# What you have to do
Switch "dirt ground" to "sandy ground" in the part of the listing starting at the line that contains "Inventory check — is any asphalt" and ending at the line that contains "[[18, 0, 850, 624]]". Return only those lines, with everything else left as it is.

# Supplied records
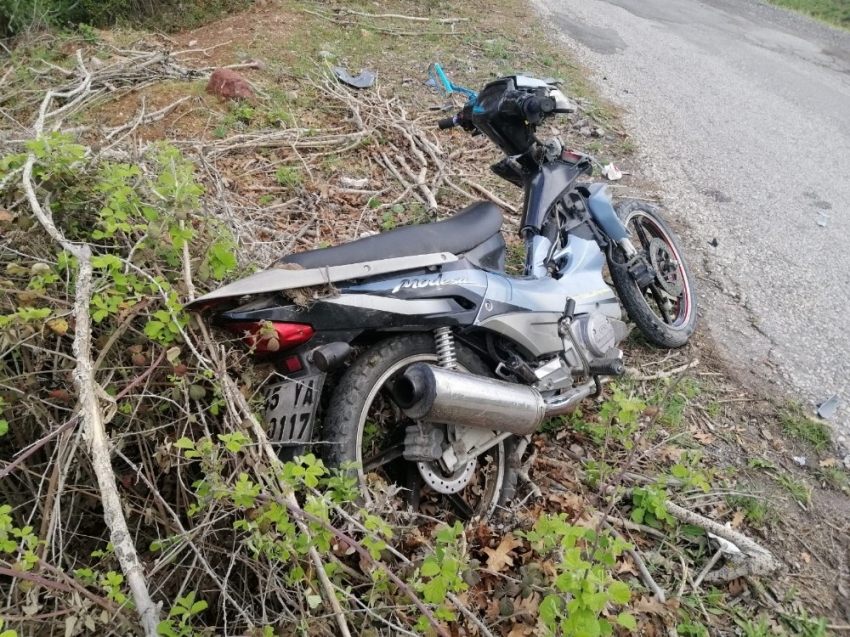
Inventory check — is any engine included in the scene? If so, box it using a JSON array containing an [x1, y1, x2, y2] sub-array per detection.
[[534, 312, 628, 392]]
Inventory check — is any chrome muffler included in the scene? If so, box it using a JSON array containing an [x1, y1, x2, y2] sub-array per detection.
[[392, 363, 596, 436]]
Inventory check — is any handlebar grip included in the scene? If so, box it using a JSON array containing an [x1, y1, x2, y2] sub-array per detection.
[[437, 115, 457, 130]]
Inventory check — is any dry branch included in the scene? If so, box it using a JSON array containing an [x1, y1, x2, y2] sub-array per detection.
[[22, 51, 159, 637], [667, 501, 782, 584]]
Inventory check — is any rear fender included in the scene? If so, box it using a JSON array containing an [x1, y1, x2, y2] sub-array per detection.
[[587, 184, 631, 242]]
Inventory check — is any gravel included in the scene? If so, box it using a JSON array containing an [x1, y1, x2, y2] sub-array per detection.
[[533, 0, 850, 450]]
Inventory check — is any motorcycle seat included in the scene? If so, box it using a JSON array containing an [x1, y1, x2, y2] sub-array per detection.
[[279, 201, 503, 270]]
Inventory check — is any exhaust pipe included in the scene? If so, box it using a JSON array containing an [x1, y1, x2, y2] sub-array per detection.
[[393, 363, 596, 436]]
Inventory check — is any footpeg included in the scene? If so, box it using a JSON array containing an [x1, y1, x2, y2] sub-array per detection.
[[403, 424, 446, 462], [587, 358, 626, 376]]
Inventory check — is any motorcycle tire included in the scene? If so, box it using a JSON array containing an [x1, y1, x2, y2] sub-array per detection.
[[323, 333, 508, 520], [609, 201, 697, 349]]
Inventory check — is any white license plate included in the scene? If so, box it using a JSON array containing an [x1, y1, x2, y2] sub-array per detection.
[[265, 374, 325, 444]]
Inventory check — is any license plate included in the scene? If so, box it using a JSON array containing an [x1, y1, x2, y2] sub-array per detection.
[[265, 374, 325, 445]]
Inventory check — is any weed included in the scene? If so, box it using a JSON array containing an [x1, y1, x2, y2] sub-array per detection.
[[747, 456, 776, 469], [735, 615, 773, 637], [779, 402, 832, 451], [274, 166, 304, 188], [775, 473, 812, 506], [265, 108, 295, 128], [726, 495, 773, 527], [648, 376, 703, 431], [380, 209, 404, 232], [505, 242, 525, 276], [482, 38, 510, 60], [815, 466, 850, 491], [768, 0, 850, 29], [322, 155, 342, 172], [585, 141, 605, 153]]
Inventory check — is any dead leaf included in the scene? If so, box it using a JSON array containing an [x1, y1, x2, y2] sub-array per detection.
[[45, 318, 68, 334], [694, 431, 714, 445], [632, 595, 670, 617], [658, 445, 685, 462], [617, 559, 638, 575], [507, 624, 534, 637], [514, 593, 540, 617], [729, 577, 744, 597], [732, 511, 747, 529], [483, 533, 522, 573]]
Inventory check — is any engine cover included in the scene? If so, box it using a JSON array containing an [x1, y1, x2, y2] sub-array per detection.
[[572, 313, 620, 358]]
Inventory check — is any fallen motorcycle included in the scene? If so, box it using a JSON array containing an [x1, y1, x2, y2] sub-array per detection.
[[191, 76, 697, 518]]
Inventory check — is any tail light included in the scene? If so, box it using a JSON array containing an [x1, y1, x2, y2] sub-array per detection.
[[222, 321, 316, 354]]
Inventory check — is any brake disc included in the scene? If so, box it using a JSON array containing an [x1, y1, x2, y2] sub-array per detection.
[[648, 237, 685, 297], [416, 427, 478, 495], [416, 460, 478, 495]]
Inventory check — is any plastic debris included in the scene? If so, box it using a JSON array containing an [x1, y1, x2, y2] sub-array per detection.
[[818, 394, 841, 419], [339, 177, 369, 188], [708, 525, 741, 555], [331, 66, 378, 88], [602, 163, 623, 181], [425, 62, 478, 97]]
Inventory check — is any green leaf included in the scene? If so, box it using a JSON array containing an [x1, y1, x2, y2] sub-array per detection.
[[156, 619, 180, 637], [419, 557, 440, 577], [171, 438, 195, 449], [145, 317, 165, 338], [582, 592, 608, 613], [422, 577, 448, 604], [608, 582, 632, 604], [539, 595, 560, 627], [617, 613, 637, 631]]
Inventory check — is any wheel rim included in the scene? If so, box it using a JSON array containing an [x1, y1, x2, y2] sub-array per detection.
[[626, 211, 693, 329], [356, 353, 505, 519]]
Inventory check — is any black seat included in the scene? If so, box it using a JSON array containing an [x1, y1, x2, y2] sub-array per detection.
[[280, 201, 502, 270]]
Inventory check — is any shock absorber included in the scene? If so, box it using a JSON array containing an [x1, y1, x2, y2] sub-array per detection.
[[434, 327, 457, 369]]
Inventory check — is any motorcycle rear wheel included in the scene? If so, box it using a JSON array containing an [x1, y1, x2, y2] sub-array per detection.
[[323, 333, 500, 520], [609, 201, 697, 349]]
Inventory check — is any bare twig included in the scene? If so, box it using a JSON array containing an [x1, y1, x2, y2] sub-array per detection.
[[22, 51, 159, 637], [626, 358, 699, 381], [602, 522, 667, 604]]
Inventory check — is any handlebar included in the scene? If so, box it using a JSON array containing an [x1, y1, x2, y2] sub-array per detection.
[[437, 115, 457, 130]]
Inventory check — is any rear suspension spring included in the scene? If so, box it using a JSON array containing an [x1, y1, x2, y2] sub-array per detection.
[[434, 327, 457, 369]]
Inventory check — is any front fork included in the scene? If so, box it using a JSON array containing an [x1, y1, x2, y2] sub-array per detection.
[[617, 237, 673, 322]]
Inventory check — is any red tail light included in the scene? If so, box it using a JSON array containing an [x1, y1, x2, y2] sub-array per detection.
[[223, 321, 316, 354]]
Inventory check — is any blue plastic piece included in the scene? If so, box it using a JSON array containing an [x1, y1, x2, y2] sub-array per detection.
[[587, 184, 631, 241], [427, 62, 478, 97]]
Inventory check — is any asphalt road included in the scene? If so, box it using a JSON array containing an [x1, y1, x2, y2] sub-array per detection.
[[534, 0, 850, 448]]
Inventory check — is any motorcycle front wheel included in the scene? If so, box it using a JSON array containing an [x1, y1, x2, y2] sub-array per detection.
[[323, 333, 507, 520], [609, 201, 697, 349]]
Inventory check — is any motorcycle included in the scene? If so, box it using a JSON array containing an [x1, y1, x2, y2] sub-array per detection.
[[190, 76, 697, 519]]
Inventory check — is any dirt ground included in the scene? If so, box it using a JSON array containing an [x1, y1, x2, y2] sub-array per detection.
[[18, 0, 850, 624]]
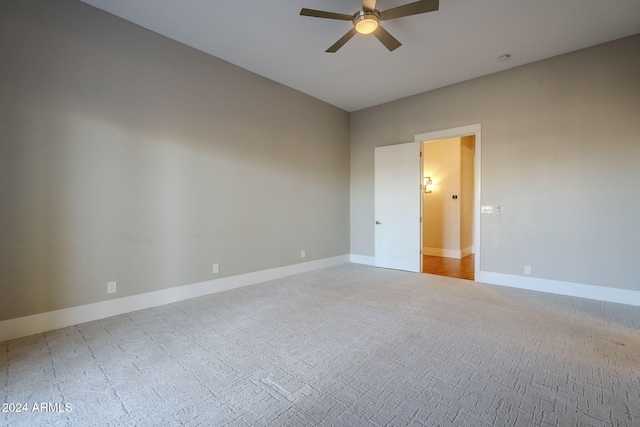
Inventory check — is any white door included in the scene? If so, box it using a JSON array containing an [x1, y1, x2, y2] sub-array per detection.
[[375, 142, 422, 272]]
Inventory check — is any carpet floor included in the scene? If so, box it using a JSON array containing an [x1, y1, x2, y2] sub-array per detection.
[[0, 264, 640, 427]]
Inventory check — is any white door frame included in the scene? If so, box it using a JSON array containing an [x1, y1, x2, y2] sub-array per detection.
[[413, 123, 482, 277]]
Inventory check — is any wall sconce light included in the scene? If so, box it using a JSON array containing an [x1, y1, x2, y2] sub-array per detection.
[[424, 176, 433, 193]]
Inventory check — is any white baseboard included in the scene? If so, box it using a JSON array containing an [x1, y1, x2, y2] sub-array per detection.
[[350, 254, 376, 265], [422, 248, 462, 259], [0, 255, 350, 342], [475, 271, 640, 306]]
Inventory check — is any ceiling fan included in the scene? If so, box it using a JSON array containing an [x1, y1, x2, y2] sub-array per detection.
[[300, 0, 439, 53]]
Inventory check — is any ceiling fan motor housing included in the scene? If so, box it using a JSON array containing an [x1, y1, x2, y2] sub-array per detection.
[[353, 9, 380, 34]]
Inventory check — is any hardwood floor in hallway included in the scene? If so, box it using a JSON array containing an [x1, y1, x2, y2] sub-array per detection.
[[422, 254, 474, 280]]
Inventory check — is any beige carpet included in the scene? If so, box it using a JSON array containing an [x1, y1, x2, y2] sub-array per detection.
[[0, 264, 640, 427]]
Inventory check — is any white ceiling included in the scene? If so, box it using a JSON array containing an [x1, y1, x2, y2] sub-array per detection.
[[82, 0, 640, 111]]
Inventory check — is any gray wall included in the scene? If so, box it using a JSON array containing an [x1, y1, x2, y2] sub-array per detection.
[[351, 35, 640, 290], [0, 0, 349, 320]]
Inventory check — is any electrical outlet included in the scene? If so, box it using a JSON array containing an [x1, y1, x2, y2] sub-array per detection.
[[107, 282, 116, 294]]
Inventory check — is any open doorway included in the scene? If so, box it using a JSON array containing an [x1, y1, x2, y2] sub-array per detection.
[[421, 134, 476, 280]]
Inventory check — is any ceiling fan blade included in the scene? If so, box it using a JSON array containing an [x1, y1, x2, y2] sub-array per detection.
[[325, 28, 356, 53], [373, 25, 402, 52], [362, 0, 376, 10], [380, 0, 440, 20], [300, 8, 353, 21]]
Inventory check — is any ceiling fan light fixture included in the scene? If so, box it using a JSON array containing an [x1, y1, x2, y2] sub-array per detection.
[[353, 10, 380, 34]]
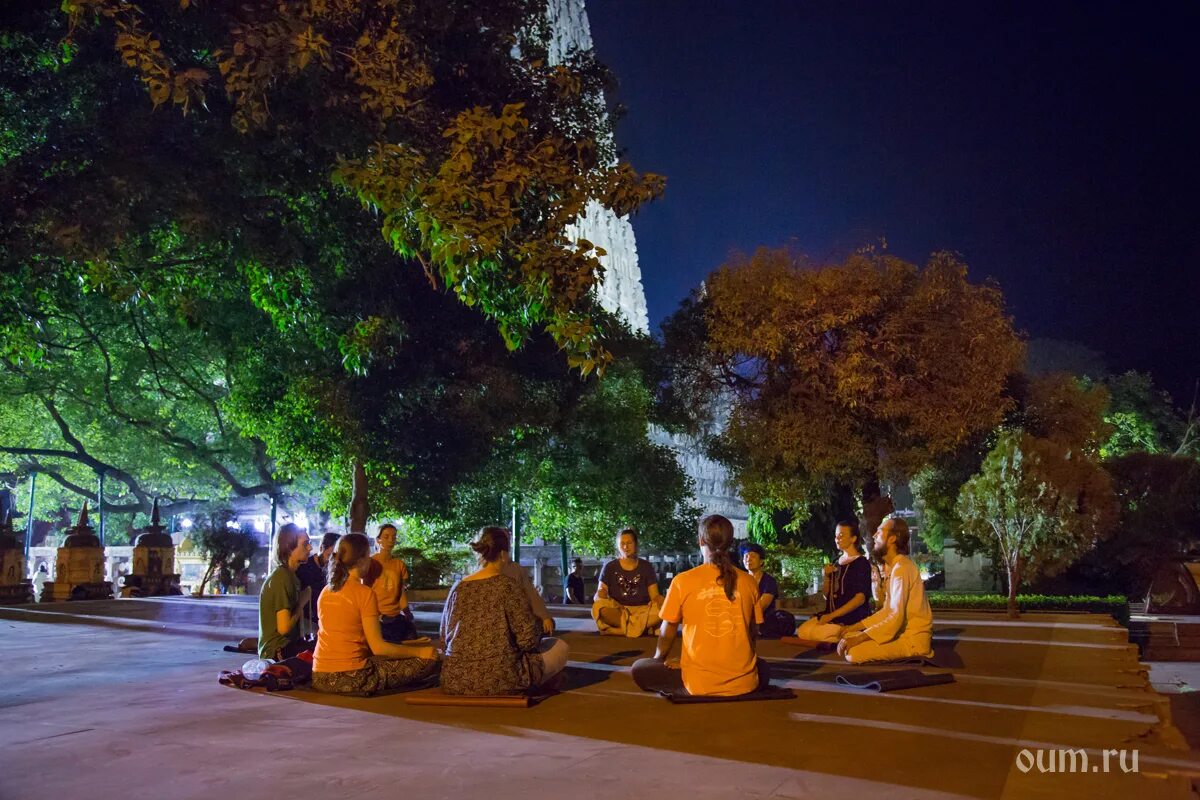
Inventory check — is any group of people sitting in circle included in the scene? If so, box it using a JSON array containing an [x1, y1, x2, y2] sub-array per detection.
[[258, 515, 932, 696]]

# Complete answer
Inventory check — is any asphalt road included in the scene? If so, box it using a JSON array containing an [x1, y1, x2, y2] sub-array per detection.
[[534, 0, 850, 448]]
Inventory check — is any motorcycle front wheel included in the scene? If so, box it using a JSON array containing an [x1, y1, x2, y2] sub-array per detection.
[[323, 333, 507, 520], [609, 201, 697, 349]]
Inventory check — is any motorcycle included in the scene? If so, box it using a JSON array containing an [x1, y1, x2, y2] sub-array per detection.
[[190, 76, 697, 519]]
Inventory check — is any sandy ground included in the scene? If so, box it using a JSON array containing an [x1, y1, x2, y2] sub-array per detection.
[[18, 0, 850, 624]]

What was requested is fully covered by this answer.